▶ Exercise goal: Pick out each line in the rows below that contains the string "when", matching case exactly, and copy those lines.

Collection entries:

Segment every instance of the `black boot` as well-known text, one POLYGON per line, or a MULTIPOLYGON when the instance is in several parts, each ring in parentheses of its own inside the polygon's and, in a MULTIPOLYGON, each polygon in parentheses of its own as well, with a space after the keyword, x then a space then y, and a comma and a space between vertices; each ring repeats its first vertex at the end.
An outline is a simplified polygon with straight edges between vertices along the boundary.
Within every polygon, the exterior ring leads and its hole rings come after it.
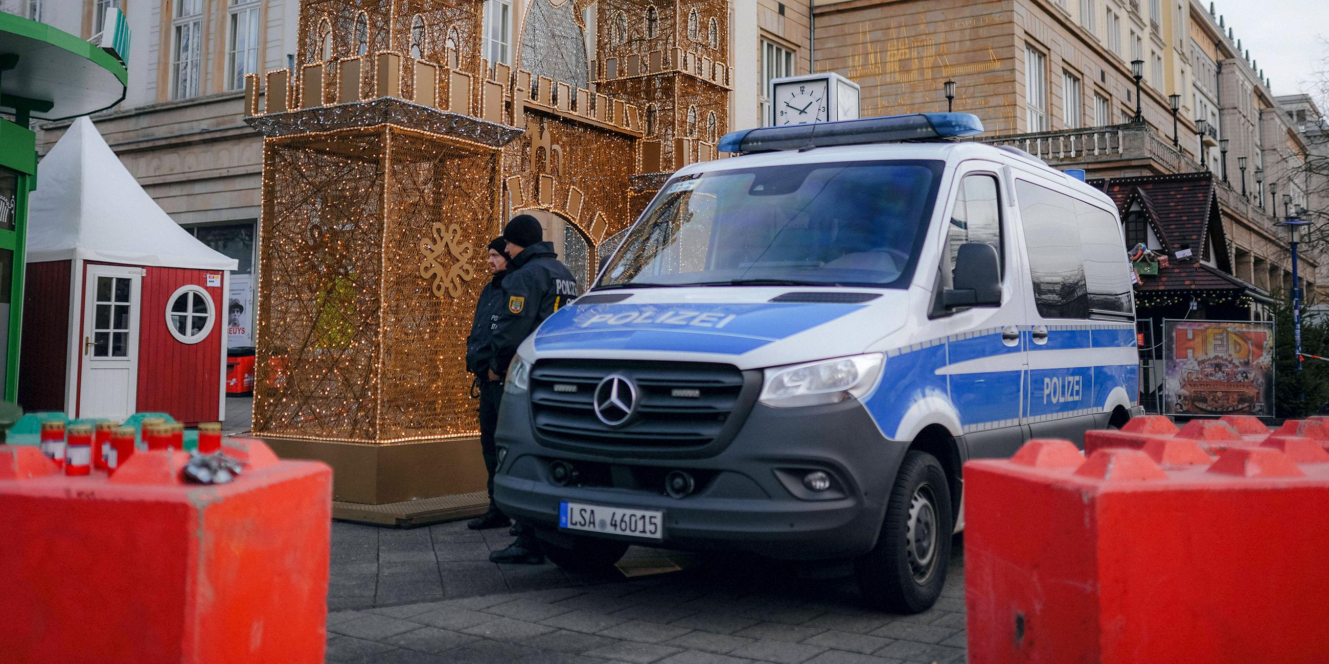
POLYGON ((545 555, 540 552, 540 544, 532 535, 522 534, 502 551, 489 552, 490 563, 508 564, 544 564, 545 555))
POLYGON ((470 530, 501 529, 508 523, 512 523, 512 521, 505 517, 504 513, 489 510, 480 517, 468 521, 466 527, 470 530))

* * *

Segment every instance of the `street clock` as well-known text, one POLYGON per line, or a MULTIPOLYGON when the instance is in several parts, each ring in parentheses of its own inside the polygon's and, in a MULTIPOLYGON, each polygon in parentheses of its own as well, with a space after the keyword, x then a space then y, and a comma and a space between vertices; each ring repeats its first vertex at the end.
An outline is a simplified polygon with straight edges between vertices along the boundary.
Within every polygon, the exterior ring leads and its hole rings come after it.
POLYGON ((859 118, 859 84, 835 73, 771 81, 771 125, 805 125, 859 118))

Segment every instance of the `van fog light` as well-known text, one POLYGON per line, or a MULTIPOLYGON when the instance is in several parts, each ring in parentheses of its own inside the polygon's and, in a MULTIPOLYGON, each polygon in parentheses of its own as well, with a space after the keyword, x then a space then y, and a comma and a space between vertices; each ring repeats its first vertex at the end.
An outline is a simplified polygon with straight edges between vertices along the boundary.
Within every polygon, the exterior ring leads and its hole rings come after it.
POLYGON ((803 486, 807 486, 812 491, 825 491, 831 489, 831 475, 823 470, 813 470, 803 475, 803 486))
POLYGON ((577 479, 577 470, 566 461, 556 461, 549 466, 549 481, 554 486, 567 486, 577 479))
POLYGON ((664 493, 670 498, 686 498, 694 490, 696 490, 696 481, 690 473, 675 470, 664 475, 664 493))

▶ Full response:
Segment every instance of the `black boot` as well-known text, one POLYGON per line, or a MULTIPOLYGON when the instance is in several parts, each ring in parentheses of its own inside the polygon's and, in a MULTIPOLYGON, each polygon in parentheses of its own as well, with a space after the keyword, x then a space then y, and a comma and a space between vertices; each ring repeats its first vertex at the end.
Segment every instance of the `street clock` as well-known text, one POLYGON per line, or a MULTIPOLYGON when the instance is in several parts, each ring in parentheses of its own inside the polygon's and, in a MULTIPOLYGON, each polygon in parentheses of its own as well, with a space after the keyword, x then a space then y, and a comma and a space between vertices; each ring repeats its first vertex at the end.
Segment every instance of the `van fog light` as well-known text, one POLYGON per line, or a MULTIPOLYGON when the instance is in several parts, each ring in parentheses of its own inside the polygon's and, in a MULTIPOLYGON, each polygon in parentheses of its own as well, with a space after the keyword, x then a space then y, and a comma and a space between vertices; each ring repeats its first vertex at the end.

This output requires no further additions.